◆ Work required
Write out word for word each line of the records, beginning at the first and stopping after the line with "The window — can you locate it in this image?". Leave the pictures out.

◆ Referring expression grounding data
=== Begin Enclosure ===
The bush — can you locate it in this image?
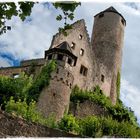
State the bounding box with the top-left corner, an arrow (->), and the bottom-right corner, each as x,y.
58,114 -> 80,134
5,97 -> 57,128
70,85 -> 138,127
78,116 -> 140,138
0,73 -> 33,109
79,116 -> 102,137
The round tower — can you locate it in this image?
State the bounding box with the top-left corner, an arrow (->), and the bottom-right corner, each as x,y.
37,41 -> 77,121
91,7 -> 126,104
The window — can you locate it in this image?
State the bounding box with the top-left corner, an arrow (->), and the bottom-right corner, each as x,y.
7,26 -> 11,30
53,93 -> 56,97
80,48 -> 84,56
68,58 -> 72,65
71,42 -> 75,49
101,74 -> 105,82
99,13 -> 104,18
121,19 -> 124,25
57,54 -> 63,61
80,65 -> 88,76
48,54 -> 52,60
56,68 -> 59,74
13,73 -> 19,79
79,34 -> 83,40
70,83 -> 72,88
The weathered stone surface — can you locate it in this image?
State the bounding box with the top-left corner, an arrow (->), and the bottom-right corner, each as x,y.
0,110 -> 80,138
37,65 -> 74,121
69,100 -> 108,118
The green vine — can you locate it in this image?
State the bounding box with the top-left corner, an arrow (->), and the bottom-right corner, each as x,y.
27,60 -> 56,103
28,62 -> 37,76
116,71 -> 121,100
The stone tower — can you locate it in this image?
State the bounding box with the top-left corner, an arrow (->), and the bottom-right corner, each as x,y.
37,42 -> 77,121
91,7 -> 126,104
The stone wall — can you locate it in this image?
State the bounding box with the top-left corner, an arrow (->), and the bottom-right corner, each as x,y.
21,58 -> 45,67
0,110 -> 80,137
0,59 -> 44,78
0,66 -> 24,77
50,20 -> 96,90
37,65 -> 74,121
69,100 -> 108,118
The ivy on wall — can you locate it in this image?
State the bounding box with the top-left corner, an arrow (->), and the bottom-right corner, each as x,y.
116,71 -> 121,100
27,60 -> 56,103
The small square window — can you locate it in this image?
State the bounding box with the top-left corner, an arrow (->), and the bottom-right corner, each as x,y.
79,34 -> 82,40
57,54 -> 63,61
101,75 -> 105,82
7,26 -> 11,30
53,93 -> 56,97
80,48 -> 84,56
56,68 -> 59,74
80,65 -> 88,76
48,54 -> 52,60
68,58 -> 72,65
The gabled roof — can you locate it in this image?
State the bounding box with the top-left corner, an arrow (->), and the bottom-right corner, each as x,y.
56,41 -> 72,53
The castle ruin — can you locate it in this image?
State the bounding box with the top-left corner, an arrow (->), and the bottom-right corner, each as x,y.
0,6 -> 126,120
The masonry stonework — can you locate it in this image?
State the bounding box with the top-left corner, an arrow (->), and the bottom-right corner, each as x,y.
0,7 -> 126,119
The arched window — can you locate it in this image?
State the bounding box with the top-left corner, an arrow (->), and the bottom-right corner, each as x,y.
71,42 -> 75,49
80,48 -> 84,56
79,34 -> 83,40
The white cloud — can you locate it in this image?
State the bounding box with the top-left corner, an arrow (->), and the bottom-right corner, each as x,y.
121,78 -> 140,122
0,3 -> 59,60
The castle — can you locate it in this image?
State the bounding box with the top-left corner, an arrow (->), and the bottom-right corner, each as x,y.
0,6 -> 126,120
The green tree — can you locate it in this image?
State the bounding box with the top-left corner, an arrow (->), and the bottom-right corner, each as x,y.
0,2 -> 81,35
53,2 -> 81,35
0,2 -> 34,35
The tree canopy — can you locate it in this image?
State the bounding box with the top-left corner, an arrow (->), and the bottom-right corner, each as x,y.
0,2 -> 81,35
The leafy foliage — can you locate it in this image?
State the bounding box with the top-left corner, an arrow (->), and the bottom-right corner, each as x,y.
=== End Enclosure ===
◆ Exercise response
The bush — can you locate it in this image?
State the bounding box with the top-left corner, an arrow (->), and the bottom-right corner, each as x,y.
58,114 -> 80,134
5,97 -> 57,128
70,85 -> 138,127
78,116 -> 140,138
0,73 -> 33,109
79,116 -> 102,137
The round tower — can you locate it in this image?
State the bounding box with the top-left corner, an arrow (->), and the bottom-right corner, each as x,y.
37,41 -> 77,121
91,7 -> 126,104
The window — can you locate it in this image?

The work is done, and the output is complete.